• **TRAVAIL À FAIRE**
**1.** Recopiez fidèlement un passage du texte sur la lettre des séminaristes de Milan : commencez aux mots « I – LE DOCUMENT » et arrêtez-vous après « aujourd’hui et toujours. ».
**2.** Prolongez le texte sur la lettre des séminaristes de Milan au-delà de sa dernière phrase.

• **EXTRAIT FOURNI**
+++
Nous vous proposons cette semaine l’une des facettes de cette réaction : la lettre de séminaristes du diocèse de Milan qui, même si leur lettre n’en parle qu’allusivement, répondent à l’annonce que les rits latins non romains, comme le rit ambrosien en vigueur à Milan (mais aussi le rit portugais de Braga, le rit lyonnais, et éventuellement les particularités de la liturgie des chartreux, des dominicains, etc.), ne seraient pas concernés par le Motu Proprio de Benoît XVI.
Dès lors, ils seraient régis par la Congrégation pour le Culte divin, en charge de la liturgie de Paul VI.
I – LE DOCUMENT TRADUIT PAR NOS SOINS
Lettre ouverte du 19 février 2011
Très Saint Père,
À Milan nous voulons le Motu Proprio et nous le voulons aussi au sein du séminaire où nous sont dispensées des liturgies d’inspiration protestante, façon “Bose”.
Saint Père, Éminences, Excellences, fidèles : venez voir comment on célèbre au séminaire de Milan, quel est l'aménagement liturgique de notre chapelle, venez voir la prétendue statue de la Vierge (une femme dénudée assise dans une posture sensuelle devant le tabernacle). Et vous comprendrez. Pour notre part, nous comprenons bien que les temps changent, que l’histoire évolue, mais le cœur des gens a besoin des réponses de toujours, d’une Vérité toujours égale : Jésus Christ, identique hier, aujourd’hui et toujours.
Pourquoi, comme catholiques et comme séminaristes, ne pouvons-nous pas être formés à la connaissance de la Tradition bimillénaire de l’Église ? Nous ne demandons pas que soit imposé le rite ancien. Cela nous convient qu’il demeure une forme extraordinaire. Mais pourquoi ne pouvons-nous pas l’étudier officiellement et, ponctuellement, le célébrer et le pratiquer, au lieu de le faire en cachette, clandestinement, à l’insu du Recteur et de notre père spirituel, de nuit, dans nos chambres, comme s’il s’agissait d’un acte de désobéissance envers l’Église ?
Tout au contraire nous vient imposée la sensibilité liturgique créative inventée de la communauté de Bose, qui n’est pas notre vocation, qui ne correspond pas aux raisons qui nous ont fait choisir de suivre le Seigneur dans l’Église catholique. Nous ne voulons pas devenir prêtres pour vivre façon Bose ou pour célébrer des rites syncrétistes. Ceux qui ont cette sensibilité sont parfaitement libres d’aller à Bose.
+++
• **LIGNES DE DONNÉES**
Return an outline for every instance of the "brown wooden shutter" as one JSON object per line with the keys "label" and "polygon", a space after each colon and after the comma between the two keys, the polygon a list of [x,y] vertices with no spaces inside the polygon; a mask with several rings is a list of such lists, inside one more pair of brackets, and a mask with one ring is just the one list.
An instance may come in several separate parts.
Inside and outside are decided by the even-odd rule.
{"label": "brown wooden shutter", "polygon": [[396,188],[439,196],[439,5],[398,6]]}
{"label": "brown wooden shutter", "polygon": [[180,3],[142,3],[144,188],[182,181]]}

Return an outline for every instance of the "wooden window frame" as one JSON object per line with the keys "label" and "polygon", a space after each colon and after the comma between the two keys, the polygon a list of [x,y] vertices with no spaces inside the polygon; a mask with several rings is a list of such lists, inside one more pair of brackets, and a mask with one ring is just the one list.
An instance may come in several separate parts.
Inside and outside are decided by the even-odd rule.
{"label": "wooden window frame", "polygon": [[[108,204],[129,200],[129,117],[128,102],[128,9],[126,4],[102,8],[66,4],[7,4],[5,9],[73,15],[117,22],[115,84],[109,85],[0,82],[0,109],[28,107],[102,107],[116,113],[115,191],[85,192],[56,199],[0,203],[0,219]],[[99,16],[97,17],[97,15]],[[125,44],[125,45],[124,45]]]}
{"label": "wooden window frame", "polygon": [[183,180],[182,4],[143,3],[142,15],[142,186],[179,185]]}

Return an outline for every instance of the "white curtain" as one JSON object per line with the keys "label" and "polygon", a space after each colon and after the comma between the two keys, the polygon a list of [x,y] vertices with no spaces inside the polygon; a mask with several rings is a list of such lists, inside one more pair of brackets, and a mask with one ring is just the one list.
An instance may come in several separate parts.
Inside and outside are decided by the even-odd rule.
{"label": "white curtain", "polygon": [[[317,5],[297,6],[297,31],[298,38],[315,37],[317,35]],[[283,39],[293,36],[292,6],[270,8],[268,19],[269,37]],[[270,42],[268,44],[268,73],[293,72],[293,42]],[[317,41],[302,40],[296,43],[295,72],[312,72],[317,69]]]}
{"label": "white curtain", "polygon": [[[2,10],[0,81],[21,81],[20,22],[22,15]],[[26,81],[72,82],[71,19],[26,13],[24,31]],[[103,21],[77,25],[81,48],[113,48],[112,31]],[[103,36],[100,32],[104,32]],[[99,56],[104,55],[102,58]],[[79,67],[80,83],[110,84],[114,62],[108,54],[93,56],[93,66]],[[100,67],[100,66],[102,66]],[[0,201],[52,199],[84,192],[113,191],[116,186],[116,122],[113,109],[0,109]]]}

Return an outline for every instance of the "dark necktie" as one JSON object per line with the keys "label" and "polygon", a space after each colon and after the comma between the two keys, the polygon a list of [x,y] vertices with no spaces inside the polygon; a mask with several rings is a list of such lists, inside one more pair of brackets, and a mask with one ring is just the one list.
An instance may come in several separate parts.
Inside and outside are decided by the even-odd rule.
+++
• **LES RÉPONSES**
**1.**
I – LE DOCUMENT TRADUIT PAR NOS SOINS
Lettre ouverte du 19 février 2011
Très Saint Père,
À Milan nous voulons le Motu Proprio et nous le voulons aussi au sein du séminaire où nous sont dispensées des liturgies d’inspiration protestante, façon “Bose”.
Saint Père, Éminences, Excellences, fidèles : venez voir comment on célèbre au séminaire de Milan, quel est l'aménagement liturgique de notre chapelle, venez voir la prétendue statue de la Vierge (une femme dénudée assise dans une posture sensuelle devant le tabernacle). Et vous comprendrez. Pour notre part, nous comprenons bien que les temps changent, que l’histoire évolue, mais le cœur des gens a besoin des réponses de toujours, d’une Vérité toujours égale : Jésus Christ, identique hier, aujourd’hui et toujours.

**2.**
Nous voulons pouvoir chanter le Tantum Ergo en latin (interdit par notre règlement !) et pas uniquement des canons de Taizé en anglais ou en espagnol.
Est-il possible que celui qui pense ainsi doive vivre dans la dissimulation, se taisant et feignant que tout va bien ?
Quel mal y a-t-il, nous demandons-nous, à vouloir être catholiques du troisième millénaire, évangélisateurs de notre temps et dans le même temps prier comme ont prié les prêtres, les laïcs de l’Église catholique ambrosienne CATHOLIQUE ?
Nous le répétons : nous ne voulons pas absolutiser, nous ne demandons pas un retour absolu au rite ancien mais nous voulons un vrai respect, authentique, non idéologisé, envers l’Église, Son histoire, Sa Tradition, Sa richesse spirituelle qui peut nourrir véritablement une âme qui veut se conformer au Christ Prêtre.
Merci à tous de vous souvenir dans vos prières de ceux qui, comme nous, cherchent à suivre le Seigneur, dans la lignée de Son Église, avec nos difficultés et nos limites, mais illuminés de la splendide grâce de Notre Seigneur Jésus-Christ.
Nous formons le vœu que notre humble appel puisse atteindre le cœur de qui aime l’Église et de qui veut servir ses frères dans les choses de Dieu.
Saint Ambroise et saint Charles, intercédez pour nous.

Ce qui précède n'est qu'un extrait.